-- begin Source document --
Identification as an Abstract Group

NameSimple(G) : GrpPerm -> <RngIntElt, RngIntElt, RngIntElt>
Given a simple group G, determine the isomorphism type of G. The type is returned in the form of a triple of three integers f, d and q, where the interpretation of these integers is that given in the description of the function CompositionFactors.

Identification as a Permutation Group

The first functions described in this subsection detect whether or not a permutation group is alternating or symmetric in its natural representation. They are based on the algorithm `Detect Alternating' outlined in [CB92].

IsAlternating(G) : GrpPerm -> BoolElt
Returns true if the permutation group G defined as acting on X is the alternating group Alt(X).
IsSymmetric(G) : GrpPerm -> BoolElt
Returns true if the permutation group G defined as acting on X is the symmetric group Sym(X).
IsAltsym(G) : GrpPerm -> BoolElt
Returns true if the permutation group G defined as acting on X contains the alternating group Alt(X).
TwoTransitiveGroupIdentification(G) : GrpPerm -> Tup
Given a 2-transitive group G, return a tuple giving the abstract isomorphism type of the group. This is an implementation of the method of Cameron and Cannon [CC91].
RecogniseAlternatingOrSymmetric(G, n) : Grp, RngIntElt -> BoolElt, BoolElt, UserProgram, UserProgram
Constructive recognition of the group G, which will succeed with probability ≥1 - e5 if G is isomorphic to either the alternating or symmetric group of degree n > 11. The method is that of Beals et al [BLGN+03], implemented by Colva Roney-Dougal.
-- end Source document --
» **To-do list**:
1. Tally the lines of the records that contain the string "cheek", treating uppercase and lowercase as different, and give only the number.
2. Resume the documentation on identifying permutation groups, starting right after its final sentence.
The group identification documentation and the records that follow it were taken from unrelated sources.
-- begin Extracted records --
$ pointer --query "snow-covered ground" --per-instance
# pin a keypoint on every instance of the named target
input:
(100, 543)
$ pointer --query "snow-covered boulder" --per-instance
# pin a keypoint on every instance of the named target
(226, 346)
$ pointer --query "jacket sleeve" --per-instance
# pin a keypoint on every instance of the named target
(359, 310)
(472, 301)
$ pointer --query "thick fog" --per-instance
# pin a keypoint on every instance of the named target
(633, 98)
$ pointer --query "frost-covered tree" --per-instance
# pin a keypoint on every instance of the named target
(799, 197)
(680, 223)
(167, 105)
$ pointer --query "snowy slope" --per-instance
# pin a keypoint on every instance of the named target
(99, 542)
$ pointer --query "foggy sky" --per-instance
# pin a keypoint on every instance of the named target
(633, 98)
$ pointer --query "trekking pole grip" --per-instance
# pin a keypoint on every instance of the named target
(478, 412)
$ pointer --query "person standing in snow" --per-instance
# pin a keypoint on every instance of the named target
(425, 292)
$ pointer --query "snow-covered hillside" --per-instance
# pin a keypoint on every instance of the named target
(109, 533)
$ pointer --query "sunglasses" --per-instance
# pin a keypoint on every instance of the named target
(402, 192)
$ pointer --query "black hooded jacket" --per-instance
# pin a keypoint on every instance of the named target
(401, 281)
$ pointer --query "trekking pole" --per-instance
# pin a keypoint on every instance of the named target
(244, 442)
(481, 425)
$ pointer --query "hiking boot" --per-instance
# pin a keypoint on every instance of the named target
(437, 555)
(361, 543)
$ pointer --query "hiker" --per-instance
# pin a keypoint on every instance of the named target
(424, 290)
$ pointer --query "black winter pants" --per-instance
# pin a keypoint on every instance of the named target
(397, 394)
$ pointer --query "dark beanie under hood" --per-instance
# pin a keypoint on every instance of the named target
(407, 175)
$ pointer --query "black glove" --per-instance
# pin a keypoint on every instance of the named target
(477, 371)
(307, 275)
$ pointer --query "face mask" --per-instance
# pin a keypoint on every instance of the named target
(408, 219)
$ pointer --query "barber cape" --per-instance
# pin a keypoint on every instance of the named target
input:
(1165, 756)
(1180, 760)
-- end Extracted records --
-- begin Extracted records --
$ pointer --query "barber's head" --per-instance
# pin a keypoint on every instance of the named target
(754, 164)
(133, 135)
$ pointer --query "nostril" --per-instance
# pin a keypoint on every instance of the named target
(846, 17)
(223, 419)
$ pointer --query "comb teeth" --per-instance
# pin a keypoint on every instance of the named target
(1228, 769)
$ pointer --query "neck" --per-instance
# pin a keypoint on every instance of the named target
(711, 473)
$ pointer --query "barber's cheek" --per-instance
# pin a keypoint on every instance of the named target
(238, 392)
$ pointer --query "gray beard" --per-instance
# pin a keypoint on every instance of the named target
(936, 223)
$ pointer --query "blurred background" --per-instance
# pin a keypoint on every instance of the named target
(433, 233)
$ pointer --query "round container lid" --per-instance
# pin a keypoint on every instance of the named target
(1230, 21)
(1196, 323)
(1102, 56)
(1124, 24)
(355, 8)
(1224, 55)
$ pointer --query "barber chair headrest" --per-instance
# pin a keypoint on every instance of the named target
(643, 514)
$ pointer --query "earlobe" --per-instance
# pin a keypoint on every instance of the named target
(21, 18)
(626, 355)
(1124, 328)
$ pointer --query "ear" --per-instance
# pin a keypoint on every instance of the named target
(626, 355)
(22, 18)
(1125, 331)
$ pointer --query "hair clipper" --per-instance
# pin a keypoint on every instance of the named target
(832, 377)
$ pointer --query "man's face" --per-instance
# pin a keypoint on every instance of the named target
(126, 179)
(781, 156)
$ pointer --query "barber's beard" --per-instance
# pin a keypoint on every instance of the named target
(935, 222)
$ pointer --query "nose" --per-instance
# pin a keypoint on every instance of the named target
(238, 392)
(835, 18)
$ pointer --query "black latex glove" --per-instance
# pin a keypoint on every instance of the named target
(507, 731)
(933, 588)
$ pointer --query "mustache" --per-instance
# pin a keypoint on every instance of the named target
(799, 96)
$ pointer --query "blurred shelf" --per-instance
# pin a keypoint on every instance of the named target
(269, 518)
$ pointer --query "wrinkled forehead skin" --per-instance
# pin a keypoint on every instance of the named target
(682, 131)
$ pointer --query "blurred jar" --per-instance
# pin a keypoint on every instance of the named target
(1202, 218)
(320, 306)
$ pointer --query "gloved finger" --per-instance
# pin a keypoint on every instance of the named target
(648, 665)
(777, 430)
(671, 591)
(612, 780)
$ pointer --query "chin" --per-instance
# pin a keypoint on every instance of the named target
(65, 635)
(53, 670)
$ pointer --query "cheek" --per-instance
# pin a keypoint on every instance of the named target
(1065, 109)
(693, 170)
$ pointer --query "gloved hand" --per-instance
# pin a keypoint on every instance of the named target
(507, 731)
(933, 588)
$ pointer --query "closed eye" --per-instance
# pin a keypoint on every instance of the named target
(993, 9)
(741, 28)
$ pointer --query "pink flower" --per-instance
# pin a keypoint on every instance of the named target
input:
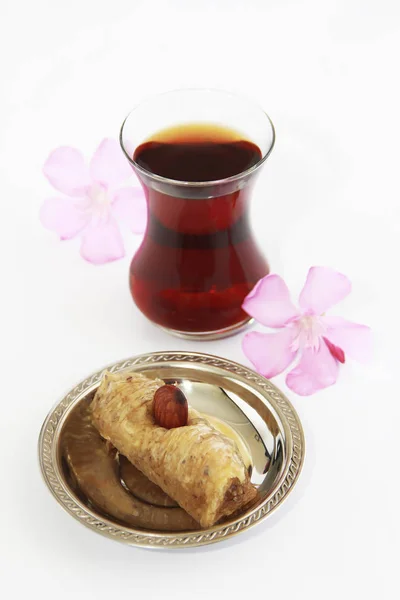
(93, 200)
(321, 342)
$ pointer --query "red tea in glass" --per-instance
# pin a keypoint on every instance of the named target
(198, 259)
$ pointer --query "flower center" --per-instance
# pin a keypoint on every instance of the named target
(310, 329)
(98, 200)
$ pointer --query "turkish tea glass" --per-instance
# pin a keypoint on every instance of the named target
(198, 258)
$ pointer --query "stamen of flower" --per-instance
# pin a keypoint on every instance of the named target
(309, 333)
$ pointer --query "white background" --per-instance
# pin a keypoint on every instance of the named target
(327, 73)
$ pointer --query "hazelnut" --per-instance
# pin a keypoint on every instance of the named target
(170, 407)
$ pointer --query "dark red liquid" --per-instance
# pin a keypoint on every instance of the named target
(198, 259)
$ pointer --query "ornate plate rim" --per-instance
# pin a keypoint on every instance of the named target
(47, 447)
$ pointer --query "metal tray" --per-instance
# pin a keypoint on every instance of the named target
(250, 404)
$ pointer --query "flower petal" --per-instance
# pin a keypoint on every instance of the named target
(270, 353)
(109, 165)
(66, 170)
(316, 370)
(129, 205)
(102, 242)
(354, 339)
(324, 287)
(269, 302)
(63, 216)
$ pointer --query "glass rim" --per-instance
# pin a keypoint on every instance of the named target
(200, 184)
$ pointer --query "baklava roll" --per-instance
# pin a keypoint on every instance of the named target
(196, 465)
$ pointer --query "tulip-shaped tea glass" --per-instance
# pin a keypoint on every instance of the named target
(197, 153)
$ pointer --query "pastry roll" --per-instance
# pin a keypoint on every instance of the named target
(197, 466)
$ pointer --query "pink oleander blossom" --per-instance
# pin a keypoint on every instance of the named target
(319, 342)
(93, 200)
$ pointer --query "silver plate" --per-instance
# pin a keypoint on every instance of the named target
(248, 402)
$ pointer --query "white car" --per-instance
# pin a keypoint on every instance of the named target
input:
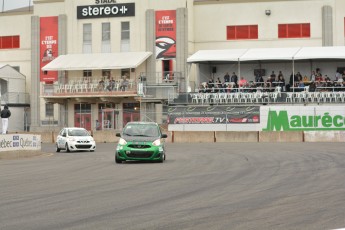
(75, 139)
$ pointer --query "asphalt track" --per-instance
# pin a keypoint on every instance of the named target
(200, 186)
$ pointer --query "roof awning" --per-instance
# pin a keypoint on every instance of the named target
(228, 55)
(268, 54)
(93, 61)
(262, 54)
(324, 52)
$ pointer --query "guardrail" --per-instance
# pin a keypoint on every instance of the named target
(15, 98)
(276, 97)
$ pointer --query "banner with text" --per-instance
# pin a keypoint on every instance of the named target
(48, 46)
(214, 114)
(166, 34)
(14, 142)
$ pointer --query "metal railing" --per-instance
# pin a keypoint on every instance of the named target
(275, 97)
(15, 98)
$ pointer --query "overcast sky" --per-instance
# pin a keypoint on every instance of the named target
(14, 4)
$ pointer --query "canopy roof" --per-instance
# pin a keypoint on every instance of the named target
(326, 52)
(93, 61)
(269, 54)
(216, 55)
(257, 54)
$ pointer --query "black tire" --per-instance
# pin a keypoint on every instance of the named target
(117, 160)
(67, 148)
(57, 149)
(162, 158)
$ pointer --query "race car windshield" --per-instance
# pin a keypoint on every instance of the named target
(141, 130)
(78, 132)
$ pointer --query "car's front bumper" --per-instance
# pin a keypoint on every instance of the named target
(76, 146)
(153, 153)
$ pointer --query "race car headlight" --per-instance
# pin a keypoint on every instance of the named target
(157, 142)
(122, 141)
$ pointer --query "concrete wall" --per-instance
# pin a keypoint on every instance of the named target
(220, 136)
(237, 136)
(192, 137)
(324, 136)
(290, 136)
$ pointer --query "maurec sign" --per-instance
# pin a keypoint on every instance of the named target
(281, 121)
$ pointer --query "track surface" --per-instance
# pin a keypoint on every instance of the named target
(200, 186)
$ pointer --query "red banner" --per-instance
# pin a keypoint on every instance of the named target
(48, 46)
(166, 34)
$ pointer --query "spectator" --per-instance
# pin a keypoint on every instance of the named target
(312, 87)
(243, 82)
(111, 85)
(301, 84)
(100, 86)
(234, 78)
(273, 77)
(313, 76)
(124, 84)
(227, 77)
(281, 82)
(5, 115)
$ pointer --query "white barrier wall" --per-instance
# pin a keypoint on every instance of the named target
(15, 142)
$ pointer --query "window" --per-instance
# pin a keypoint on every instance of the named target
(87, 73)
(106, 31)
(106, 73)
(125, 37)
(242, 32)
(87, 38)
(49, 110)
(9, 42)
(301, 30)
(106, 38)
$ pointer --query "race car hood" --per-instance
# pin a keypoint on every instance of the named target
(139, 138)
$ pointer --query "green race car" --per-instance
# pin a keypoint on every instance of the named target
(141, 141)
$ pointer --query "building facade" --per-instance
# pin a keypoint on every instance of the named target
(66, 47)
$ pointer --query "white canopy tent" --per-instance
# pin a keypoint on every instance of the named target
-- end Extracted records --
-- begin Extracted records --
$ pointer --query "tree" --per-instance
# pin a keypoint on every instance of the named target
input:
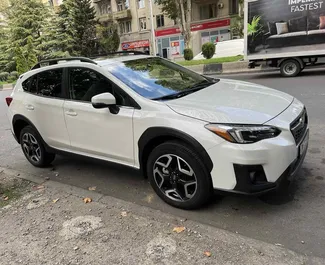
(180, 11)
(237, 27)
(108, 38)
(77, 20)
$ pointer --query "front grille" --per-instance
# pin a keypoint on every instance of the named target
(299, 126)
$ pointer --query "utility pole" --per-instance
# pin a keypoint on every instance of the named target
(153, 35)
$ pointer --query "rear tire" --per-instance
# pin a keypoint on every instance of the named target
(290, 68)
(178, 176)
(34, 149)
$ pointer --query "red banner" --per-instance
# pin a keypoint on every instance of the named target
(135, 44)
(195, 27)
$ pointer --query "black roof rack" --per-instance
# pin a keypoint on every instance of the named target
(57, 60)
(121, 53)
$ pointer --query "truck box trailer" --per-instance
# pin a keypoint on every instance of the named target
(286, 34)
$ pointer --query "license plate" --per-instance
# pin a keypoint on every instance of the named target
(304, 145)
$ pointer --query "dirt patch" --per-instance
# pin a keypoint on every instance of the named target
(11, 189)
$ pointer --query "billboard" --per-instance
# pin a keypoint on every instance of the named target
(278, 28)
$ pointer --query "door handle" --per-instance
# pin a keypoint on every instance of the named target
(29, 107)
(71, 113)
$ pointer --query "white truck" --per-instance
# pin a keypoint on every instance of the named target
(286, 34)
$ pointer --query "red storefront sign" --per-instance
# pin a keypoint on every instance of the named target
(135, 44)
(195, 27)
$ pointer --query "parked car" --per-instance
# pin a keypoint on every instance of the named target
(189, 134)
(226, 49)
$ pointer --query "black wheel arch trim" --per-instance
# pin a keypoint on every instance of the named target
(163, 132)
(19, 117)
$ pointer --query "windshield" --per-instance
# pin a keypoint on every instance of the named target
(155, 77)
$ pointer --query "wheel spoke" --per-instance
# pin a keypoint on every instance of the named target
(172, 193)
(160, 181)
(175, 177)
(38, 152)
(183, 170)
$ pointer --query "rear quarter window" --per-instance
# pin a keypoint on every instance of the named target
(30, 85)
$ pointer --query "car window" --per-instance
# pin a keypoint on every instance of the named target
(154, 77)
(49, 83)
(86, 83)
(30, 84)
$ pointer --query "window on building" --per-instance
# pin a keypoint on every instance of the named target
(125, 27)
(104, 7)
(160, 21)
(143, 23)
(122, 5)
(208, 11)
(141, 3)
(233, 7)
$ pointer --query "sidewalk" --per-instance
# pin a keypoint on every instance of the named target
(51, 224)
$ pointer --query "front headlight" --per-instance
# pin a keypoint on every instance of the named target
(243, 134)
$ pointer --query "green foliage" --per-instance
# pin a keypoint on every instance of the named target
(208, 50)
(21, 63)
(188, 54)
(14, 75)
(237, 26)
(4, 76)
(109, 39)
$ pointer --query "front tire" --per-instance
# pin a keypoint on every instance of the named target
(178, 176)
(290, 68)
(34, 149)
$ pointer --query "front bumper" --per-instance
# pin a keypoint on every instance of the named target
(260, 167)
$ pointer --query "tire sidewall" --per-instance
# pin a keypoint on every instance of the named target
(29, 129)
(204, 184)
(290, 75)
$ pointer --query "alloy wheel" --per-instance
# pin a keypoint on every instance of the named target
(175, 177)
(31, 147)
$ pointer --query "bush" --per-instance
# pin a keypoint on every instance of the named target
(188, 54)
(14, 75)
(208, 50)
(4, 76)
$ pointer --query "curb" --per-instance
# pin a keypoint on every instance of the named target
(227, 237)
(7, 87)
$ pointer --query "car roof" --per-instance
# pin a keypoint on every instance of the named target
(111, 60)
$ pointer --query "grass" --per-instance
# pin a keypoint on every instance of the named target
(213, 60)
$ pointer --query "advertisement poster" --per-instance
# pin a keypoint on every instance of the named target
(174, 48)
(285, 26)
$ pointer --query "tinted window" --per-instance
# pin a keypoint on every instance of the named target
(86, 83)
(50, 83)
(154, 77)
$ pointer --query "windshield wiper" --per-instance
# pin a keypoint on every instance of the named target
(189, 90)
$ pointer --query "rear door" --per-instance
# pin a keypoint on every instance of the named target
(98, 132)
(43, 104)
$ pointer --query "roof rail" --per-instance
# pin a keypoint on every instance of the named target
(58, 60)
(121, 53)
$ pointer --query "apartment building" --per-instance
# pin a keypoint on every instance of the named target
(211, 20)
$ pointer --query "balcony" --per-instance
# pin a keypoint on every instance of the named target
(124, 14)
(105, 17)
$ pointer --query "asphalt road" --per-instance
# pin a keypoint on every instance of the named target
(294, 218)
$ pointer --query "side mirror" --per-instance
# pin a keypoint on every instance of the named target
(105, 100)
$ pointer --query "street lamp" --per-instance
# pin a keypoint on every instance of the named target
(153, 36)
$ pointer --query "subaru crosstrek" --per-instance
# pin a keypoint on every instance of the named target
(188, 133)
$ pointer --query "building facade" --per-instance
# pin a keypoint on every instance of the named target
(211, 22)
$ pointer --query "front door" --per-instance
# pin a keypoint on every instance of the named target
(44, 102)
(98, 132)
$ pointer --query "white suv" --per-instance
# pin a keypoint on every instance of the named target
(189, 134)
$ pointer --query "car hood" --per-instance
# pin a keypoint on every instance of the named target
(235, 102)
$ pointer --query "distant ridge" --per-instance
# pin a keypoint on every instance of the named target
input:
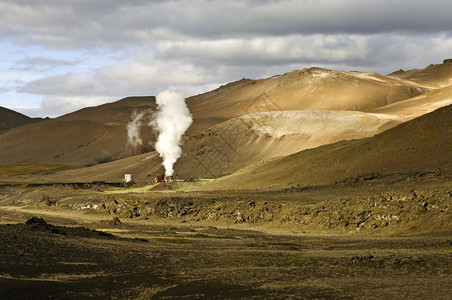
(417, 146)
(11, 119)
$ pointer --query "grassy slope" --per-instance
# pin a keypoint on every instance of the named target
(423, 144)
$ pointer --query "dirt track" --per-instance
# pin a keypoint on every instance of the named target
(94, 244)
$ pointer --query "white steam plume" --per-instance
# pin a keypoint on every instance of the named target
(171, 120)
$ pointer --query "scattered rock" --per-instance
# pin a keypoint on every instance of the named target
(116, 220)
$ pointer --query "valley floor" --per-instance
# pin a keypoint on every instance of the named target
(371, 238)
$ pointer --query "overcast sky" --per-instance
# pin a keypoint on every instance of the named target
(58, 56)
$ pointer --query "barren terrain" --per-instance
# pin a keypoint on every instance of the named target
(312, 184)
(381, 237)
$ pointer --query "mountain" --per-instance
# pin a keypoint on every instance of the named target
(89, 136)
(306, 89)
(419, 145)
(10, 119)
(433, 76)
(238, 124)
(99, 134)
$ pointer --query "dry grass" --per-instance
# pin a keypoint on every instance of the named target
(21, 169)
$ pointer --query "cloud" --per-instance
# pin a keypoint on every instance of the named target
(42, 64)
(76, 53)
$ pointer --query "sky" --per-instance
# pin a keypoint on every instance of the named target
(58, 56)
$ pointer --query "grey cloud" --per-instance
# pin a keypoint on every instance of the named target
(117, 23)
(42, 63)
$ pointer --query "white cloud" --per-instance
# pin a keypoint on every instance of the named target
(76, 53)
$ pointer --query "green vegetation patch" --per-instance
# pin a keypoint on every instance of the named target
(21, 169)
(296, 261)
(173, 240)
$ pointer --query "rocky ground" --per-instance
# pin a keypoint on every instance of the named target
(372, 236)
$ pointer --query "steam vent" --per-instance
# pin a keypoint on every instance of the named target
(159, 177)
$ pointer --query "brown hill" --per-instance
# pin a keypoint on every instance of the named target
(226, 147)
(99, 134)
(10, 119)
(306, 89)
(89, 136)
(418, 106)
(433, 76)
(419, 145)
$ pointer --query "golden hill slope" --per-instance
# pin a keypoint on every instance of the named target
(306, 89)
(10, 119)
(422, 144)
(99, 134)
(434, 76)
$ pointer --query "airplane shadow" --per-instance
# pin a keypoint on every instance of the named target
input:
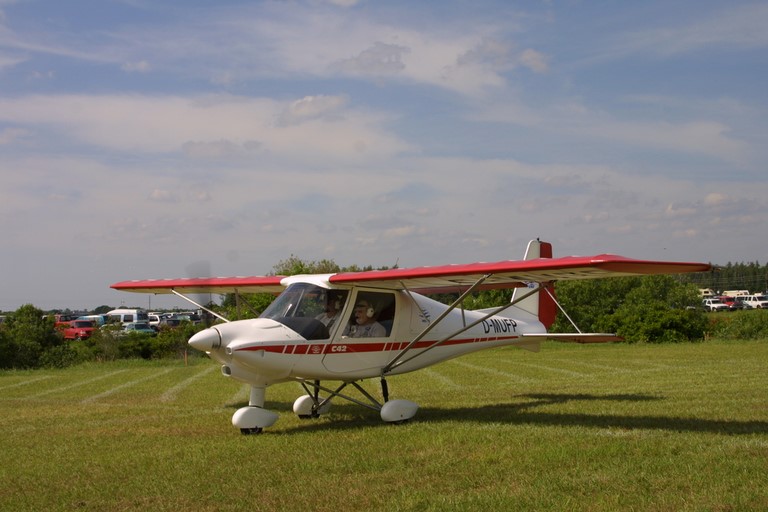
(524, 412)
-- end Extracted records --
» **Results**:
1. 2

2.
The return values start with a flag indicating success or failure. If the algorithm was successful, then there are three more return values: a flag which is true when G is symmetric and false when alternating, and two programs. The first program takes an element x of an overgroup of G and produces a boolean to indicate whether x ∈G and a permutation representing x in the natural action of Sn (if such a permutation exists). The second taking a permutation to the corresponding element of G. The programs define mutually inverse group isomorphisms, implemented as Magma functions.

IsEven(G): GrpPerm -> BoolElt
Given a permutation group G check if G is even, ie. contained in the alternating group.

Example GrpPerm_RecogniseAltsym1 (H58E39)

We give an example of RecogniseAlternatingOrSymmetric in use.

> SetSeed(1);
> a:= AlternatingGroup(13);
> h:= Stabiliser(a, {1,2});
> k:= CosetImage(a, h);
> Degree(k);
78
> worked, is_sym, bb_to_perm, perm_to_bb:= 
> RecogniseAlternatingOrSymmetric(k, 13);
> worked;
true
> is_sym;
false
> x:= Sym(78)!(1, 35, 16, 28, 14, 26, 69, 5, 74)(2, 54, 
> 67, 18, 51, 63, 6, 50, 77)(3, 33, 78, 12, 34, 29, 19, 15, 73)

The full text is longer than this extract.